SOURCE DOCUMENT Start Marker

Frank: An older man I met at the first AA meeting where I felt comfortable enough to actually sit through the whole thing and not hide or leave early. He's had a reoccurrence of his cancer, which started as skin cancer but has now spread to multiple areas. He's starting chemo and radiation soon. It's not looking good for him.

John: A member of my IOP group who is really struggling right now. He's a heroin addict who recently relapsed and now just can't seem to string together more than a few clean days at a time. I worry about him because he says he really wants to get clean more than anything else, but won't seem to put in that last bit of fight to do it. He reminds me of me because though he insists he's not afraid of or uncomfortable in 12-step meetings he refuses to go. Stupidface has now required he attend at least one 12-step meeting per day in order to stay in IOP. He's who most of my "yay AA" rant/speech was directed towards (though I'm guessing looking back he was probably rolling his eyes on the inside just like I always was when ppl would give that speech to me).

SOURCE DOCUMENT End Marker

- PROBLEM TO SOLVE: Extend the sketches of people from recovery groups, starting right after their final sentence. The records have nothing to do with the sketches of people from recovery groups.

STORED DATA Start Marker

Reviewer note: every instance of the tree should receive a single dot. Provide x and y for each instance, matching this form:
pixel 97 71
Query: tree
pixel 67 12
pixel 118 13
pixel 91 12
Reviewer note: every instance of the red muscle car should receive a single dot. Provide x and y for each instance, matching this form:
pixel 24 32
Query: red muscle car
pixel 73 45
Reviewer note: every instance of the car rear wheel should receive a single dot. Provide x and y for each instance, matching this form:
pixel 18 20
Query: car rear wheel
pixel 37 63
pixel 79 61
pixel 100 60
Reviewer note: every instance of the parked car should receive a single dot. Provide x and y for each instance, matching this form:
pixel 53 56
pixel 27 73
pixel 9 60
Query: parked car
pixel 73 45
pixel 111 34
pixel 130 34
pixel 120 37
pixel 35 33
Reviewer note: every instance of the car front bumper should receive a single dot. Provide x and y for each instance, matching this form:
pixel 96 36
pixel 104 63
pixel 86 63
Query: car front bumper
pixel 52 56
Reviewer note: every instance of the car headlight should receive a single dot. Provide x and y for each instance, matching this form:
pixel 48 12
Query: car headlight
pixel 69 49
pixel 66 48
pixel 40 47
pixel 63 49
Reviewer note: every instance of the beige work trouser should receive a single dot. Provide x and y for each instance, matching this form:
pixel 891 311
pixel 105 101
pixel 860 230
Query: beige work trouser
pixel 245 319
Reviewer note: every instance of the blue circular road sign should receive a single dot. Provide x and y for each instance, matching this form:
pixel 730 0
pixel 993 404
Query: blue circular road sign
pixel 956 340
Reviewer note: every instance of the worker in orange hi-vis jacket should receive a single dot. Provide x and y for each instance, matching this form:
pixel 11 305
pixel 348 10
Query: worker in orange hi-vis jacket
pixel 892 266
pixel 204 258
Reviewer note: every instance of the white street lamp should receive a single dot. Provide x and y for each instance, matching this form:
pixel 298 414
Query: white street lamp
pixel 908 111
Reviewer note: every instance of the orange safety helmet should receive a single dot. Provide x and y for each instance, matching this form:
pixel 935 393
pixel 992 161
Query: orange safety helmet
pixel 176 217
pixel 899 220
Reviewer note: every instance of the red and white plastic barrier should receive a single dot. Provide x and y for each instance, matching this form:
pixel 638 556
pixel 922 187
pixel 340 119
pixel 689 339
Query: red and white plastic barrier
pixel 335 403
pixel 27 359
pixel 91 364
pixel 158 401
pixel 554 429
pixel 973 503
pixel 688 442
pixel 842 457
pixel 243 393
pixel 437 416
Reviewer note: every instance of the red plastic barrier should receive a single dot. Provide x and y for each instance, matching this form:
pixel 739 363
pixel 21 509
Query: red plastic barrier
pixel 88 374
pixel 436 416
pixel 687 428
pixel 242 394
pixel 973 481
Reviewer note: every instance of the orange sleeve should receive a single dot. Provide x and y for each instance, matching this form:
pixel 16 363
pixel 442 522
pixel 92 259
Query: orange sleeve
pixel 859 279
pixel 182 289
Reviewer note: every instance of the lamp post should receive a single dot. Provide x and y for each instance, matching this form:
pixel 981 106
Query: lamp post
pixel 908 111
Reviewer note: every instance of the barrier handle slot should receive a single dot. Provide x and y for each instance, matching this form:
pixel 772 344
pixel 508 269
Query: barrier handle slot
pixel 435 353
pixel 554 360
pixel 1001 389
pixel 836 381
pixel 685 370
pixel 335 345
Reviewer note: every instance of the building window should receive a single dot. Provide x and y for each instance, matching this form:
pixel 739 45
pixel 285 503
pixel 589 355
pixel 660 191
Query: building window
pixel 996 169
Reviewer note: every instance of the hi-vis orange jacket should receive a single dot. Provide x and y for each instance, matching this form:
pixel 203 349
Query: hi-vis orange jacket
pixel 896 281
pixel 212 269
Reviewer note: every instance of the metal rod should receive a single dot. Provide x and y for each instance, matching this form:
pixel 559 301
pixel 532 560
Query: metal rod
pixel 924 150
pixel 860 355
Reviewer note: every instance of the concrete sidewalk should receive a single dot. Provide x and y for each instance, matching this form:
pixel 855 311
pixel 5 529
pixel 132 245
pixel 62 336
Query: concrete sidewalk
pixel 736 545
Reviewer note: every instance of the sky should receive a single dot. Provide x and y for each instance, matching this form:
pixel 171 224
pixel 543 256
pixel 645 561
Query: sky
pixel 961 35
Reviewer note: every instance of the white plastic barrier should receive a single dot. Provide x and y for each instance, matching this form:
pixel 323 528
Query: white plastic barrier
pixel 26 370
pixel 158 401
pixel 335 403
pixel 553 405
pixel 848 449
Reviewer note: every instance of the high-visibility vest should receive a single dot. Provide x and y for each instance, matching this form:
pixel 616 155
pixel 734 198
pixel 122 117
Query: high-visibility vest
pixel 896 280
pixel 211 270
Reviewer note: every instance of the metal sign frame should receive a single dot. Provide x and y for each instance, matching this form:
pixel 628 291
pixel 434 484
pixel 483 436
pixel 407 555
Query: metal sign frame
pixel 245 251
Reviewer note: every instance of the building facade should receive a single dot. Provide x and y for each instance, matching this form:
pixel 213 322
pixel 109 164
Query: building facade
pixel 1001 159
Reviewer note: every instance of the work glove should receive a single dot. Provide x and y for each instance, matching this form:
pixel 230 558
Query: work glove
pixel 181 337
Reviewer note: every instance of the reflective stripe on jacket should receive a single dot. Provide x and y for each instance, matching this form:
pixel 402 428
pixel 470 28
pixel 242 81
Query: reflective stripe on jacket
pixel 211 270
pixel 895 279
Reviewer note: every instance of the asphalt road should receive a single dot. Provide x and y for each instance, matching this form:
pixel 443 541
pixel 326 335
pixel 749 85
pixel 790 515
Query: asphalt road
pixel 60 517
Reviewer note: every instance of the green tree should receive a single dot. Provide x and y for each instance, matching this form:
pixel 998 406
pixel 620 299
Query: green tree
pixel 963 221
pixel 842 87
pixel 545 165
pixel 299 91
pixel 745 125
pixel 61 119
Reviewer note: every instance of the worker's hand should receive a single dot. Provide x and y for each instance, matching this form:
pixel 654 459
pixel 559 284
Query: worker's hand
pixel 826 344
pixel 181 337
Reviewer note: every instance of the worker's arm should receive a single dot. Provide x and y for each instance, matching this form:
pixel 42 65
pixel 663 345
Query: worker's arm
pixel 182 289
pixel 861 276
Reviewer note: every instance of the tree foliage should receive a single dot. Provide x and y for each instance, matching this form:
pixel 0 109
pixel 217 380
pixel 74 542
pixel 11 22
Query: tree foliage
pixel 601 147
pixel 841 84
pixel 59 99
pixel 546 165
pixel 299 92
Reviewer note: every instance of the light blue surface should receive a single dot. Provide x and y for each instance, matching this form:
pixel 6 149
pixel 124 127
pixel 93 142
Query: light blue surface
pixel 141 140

STORED DATA End Marker

- RESPONSE BELOW:
Alexis: A girl about my age that I met at the meeting I went to tonight. This was a heavy meeting with lots of really tough stuff being shared (by far the most intense I've ever been to) but Alexis's story really got to me. She had been in a serious relationship with someone she met when they were both in recovery, but after a couple of years clean he went back to using heroin. He tried to drag her down by blaming her for his using, but she found the strength to leave him and keep her own sobriety intact. Then not long after the father of her children shows up again after having taken the kids and moved across the country years ago. He apparently has his own issues going on and drops the kids with her. While happy to have her kids, she's never really been a mom to them and is now suddenly having to be the full time single parent while the father acts controlling and offers next to no help. She's terrified at this new responsibility she's facing with 3 kids (8, 6, and 6) with no help, support system, or vehicle. She only spoke for a few minutes but I was absolutely wowed by her. Here is a woman in tears facing so much and being so open and honest about how much she is struggling. I kept thinking how scary it must be for her kids to be going through all this change, as well as for her. Just an impossible situation all around...and with so much riding on it! I felt so totally drawn to her that, in going with my recent "go with my gut" theory I've been working on (will have to blog about that later), I went to her afterwards and gave her my number and told her to call me if she needs a ride somewhere, an insanity-preventing break from her kids, etc. I think it was the first time I actually approached someone after a meeting and introduced myself. I hope she calls me...I'm really excited about doing stuff to help people after my night with Becky last week...and I really want to see her succeed.